Start of Information supplied

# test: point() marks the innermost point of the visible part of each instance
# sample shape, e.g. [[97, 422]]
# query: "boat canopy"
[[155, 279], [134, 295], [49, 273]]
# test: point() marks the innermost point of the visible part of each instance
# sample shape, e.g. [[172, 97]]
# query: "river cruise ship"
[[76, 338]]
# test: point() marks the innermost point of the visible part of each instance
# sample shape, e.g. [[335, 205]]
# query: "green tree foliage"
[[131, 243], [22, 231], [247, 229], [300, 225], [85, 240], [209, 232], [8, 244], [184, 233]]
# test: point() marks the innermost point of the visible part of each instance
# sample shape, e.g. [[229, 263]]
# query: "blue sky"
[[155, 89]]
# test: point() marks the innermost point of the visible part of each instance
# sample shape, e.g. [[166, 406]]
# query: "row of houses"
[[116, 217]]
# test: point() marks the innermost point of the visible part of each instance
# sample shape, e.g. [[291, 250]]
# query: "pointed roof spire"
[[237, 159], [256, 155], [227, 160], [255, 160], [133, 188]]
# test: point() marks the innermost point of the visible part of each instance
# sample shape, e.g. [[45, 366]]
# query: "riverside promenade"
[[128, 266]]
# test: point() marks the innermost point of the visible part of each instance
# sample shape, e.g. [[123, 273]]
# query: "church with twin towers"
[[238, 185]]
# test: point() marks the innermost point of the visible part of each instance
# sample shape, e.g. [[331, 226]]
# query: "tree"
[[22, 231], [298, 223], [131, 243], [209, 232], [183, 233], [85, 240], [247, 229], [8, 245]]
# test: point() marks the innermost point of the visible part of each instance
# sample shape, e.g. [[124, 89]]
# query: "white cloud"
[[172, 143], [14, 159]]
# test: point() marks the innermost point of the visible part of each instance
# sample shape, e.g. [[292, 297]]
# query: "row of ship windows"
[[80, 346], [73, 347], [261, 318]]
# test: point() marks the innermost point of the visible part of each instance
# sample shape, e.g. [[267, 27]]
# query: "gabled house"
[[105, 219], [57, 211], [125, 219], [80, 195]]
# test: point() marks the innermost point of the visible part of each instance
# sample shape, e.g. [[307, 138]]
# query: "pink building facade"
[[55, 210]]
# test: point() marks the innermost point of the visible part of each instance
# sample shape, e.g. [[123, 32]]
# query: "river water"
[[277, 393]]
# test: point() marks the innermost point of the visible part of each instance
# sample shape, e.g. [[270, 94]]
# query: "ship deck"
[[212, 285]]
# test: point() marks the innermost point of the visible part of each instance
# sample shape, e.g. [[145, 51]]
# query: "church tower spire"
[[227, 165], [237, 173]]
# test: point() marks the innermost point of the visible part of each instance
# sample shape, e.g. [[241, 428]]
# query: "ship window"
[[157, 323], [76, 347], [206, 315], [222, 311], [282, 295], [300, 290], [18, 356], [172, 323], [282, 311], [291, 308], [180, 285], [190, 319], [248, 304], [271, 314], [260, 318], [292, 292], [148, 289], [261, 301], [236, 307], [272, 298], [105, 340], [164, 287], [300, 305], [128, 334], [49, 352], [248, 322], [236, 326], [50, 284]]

End of Information supplied
Start of Information supplied

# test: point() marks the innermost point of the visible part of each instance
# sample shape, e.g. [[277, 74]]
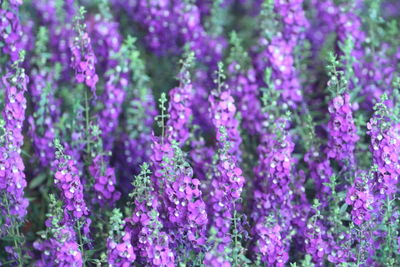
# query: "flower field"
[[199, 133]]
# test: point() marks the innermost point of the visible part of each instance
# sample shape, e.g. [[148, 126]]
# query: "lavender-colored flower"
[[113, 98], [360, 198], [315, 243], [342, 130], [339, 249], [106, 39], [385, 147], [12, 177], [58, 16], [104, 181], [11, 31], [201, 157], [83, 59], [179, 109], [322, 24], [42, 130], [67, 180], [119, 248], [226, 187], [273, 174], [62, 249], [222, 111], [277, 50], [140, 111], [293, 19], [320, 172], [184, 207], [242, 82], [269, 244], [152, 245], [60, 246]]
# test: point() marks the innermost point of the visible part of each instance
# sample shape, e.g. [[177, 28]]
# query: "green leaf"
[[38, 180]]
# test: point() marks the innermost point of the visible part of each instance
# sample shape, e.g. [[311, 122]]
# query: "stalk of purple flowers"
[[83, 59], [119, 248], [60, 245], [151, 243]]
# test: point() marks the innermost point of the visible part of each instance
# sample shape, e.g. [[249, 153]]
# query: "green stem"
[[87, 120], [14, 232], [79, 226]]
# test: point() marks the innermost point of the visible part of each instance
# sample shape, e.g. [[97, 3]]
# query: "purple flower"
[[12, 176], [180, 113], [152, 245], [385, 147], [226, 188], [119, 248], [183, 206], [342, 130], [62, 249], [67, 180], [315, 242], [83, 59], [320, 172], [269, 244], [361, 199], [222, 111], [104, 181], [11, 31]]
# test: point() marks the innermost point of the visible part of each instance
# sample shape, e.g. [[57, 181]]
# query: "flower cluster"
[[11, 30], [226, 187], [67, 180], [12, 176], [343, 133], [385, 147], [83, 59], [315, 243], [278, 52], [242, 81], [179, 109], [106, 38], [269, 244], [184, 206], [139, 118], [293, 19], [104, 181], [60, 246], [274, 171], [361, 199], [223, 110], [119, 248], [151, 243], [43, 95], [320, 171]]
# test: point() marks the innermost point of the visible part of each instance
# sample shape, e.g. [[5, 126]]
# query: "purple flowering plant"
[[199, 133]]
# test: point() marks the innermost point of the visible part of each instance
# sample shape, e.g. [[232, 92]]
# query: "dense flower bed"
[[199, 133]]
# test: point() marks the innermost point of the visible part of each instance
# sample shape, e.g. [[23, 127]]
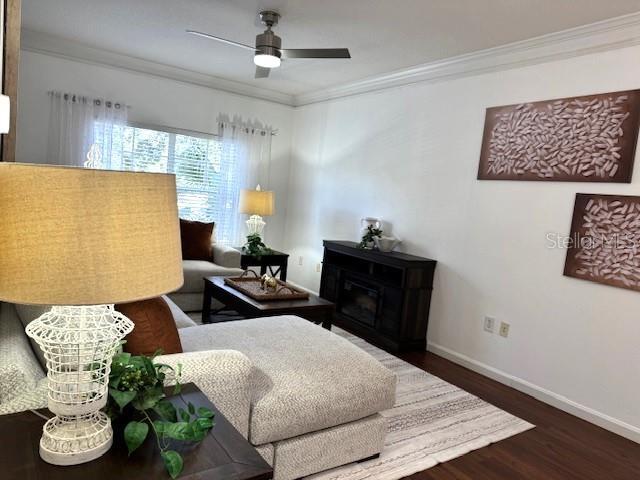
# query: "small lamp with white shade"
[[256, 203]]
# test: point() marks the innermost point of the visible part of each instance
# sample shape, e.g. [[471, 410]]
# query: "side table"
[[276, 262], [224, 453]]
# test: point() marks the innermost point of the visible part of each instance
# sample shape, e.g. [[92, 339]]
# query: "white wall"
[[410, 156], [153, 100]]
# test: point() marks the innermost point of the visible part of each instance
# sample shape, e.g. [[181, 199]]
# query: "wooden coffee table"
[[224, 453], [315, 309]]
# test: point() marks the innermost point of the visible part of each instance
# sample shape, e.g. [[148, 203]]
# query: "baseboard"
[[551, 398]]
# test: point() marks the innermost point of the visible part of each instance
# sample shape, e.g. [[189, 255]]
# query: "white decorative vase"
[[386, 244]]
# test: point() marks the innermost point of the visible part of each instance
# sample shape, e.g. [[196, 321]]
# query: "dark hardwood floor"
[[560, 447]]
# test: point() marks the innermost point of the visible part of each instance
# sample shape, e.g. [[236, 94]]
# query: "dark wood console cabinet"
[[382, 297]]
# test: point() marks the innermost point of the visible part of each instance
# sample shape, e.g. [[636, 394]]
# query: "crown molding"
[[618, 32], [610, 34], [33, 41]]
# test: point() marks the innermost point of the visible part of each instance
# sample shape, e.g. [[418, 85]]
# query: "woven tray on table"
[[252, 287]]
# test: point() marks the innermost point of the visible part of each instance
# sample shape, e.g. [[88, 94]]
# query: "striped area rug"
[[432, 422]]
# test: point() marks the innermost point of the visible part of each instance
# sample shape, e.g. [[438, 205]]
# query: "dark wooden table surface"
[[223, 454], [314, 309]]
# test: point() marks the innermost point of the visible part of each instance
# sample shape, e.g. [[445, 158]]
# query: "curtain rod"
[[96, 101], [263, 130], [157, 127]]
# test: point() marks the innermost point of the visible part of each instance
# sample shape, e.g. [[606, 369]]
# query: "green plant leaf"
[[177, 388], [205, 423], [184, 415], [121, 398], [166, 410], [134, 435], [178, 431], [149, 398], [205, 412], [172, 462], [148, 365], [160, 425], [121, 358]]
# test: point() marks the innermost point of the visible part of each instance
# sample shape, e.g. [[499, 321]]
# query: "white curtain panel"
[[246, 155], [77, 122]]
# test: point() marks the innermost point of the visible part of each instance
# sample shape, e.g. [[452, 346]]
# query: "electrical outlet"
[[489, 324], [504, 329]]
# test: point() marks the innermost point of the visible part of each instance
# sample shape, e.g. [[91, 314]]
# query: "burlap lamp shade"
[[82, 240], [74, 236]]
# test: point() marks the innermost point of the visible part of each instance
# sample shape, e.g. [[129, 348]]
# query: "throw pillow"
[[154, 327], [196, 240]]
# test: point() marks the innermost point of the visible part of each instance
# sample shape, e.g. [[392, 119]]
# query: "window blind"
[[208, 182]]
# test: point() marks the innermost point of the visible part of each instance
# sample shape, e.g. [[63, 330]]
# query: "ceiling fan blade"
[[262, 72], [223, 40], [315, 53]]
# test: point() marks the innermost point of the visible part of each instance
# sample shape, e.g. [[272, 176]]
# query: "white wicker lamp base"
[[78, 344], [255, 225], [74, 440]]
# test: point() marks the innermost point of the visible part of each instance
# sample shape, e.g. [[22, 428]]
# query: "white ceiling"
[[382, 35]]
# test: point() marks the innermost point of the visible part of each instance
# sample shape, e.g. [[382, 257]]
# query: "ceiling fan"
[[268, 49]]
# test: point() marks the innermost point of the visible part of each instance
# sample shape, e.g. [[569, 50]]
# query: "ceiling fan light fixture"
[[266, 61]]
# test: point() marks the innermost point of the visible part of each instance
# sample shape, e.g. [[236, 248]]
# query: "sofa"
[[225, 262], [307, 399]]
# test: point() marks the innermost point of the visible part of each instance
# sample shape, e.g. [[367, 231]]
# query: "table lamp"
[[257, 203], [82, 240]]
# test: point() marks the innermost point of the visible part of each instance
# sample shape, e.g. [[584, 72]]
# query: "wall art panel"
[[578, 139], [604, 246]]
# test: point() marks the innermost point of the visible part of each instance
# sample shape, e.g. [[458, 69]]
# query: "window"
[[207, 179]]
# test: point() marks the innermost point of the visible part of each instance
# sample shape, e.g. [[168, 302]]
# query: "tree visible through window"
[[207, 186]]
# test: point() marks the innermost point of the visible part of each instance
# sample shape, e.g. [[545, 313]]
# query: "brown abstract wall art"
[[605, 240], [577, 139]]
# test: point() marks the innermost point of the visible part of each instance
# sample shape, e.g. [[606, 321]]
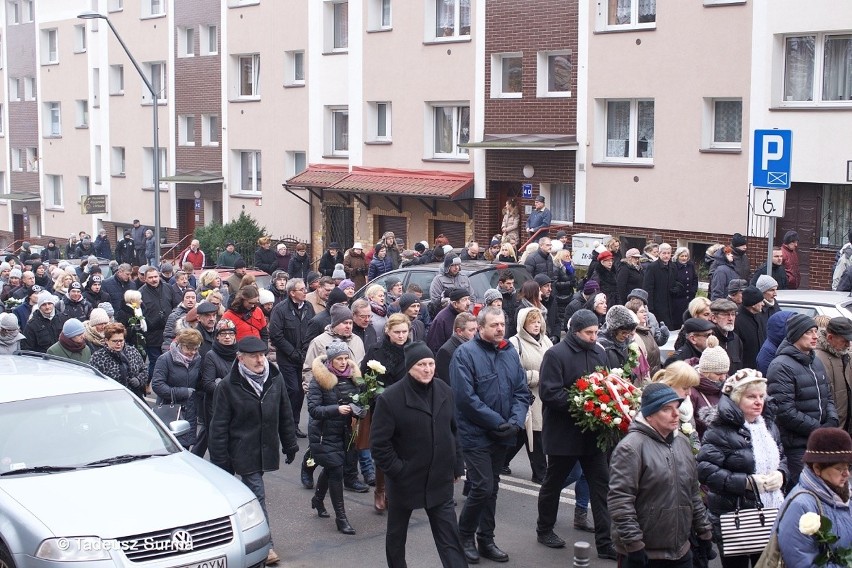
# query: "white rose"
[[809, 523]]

End of Information supplied

▶ **Assignment**: Would you print exactly and only the lines of the material above that run from the line with "# sample shape, e.g. [[418, 85]]" through the line with "# sample shape, e.g. [[129, 348]]", both included?

▶ **Solution to this exercise**:
# sample shape, e.g. [[418, 85]]
# query: "woven tray on table"
[[252, 287]]
# test: point() marks the innermost point of the visible part of each instance
# sample shape, e.g. [[88, 94]]
# query: "striped area rug"
[[432, 422]]
# test: point() marks the innermost point of the visible part of each instance
# sample shape, e.g. [[438, 205]]
# query: "dark wooden table surface"
[[223, 454], [314, 309]]
# test: point() marks the innermost point of the visible part of each instance
# sample shape, e.g. [[445, 158]]
# query: "curtain rod"
[[96, 101], [263, 130], [157, 127]]
# test: point() marks the innermost point of the visible part of each instance
# sample shape, e.g. [[606, 369]]
# query: "green plant leaf"
[[177, 388], [205, 423], [184, 415], [121, 398], [166, 410], [134, 435], [178, 431], [149, 398], [205, 412], [172, 462], [148, 365], [160, 425], [121, 358]]
# test: point() marks the innermost point of the visible part of each instance
# sample shape, e.g. [[499, 321]]
# query: "white curtain panel"
[[246, 155], [77, 122]]
# test: point() marks the innermost point of the visible part of each instance
# sample shape, e.g. [[452, 346]]
# query: "electrical outlet"
[[489, 324], [504, 329]]
# test: point() marks the innermost point of the visible part of each instance
# sample shape, e.g. [[91, 314]]
# query: "burlap lamp shade"
[[82, 240], [74, 236]]
# test: point() marks the innermost point of the visible part of each instance
# sample shape, e.g. [[129, 348]]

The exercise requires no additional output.